**Aim of the exercise**
Set down exactly the lines from the one containing "the white window" through the end of the records below, both included, and nothing else.

━━━ Records supplied

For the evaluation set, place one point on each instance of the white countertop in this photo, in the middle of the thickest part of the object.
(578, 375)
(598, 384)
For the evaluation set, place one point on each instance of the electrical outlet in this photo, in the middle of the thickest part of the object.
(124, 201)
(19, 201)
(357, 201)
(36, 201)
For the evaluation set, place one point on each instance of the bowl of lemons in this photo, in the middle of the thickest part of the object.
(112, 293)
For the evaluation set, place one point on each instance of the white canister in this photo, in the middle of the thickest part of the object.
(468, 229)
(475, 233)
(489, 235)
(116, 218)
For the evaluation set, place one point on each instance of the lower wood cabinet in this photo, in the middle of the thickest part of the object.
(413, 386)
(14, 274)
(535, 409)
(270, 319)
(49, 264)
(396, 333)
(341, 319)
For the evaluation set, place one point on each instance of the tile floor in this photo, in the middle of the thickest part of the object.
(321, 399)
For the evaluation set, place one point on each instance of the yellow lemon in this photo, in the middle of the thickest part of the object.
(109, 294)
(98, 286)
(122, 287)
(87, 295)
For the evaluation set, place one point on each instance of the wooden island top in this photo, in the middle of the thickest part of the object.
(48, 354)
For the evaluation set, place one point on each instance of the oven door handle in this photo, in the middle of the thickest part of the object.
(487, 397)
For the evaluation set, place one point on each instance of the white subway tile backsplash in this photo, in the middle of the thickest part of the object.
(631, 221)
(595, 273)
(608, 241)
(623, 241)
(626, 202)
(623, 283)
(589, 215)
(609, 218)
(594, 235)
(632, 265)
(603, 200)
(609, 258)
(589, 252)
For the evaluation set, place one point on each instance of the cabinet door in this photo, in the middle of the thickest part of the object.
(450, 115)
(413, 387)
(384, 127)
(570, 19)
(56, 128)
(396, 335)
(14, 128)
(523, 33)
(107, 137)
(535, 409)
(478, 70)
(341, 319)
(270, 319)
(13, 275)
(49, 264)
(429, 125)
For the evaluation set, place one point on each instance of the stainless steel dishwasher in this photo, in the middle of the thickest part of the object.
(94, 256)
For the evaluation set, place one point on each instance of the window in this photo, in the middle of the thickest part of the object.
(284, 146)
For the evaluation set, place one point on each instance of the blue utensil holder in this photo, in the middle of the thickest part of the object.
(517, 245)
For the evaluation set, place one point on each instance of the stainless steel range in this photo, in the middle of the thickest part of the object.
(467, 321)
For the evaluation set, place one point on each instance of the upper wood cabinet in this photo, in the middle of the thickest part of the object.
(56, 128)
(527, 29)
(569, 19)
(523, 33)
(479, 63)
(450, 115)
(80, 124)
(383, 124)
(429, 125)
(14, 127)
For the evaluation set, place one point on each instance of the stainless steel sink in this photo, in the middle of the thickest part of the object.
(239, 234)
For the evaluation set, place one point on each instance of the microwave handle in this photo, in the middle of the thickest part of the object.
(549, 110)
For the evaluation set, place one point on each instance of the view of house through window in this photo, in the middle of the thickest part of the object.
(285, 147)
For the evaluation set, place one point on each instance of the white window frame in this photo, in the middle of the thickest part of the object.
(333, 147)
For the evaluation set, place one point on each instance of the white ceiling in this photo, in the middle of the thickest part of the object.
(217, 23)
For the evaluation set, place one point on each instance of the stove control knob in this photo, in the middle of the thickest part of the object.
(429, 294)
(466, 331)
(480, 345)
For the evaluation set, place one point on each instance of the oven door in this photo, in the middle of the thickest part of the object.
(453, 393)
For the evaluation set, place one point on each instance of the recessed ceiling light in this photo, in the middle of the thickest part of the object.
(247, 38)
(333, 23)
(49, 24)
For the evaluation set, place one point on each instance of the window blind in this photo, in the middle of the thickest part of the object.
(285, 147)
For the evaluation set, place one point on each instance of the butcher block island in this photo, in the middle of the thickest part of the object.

━━━━━━

**Result of this task**
For the evaluation set, place one point on each instance of the white window frame in this photo, in the middle of the thickest part of the object.
(333, 147)
For the evaluation set, place one point on each instance of the white ceiling in this photo, in the middle of the thickest part of the object.
(217, 23)
For the evaluation set, place one point on each instance of the stove control knob in this photo, in the middle of the thickest part of the object.
(429, 294)
(466, 331)
(480, 345)
For the evaluation set, place one point on each instance of the oven door in this photo, in the middle of the thickest part of the object.
(453, 393)
For the evaluation set, place one point on each instance of the recessed ceiling light in this photo, in the middle of the thickest part of the object.
(247, 38)
(333, 23)
(49, 24)
For the evaluation set, place one point on each instance of the window blind in this photo, in the middle of the thickest part of the object.
(285, 147)
For the evaluation set, place one point on each instance of the butcher block island in this photo, in the middle of the thickest part of the object.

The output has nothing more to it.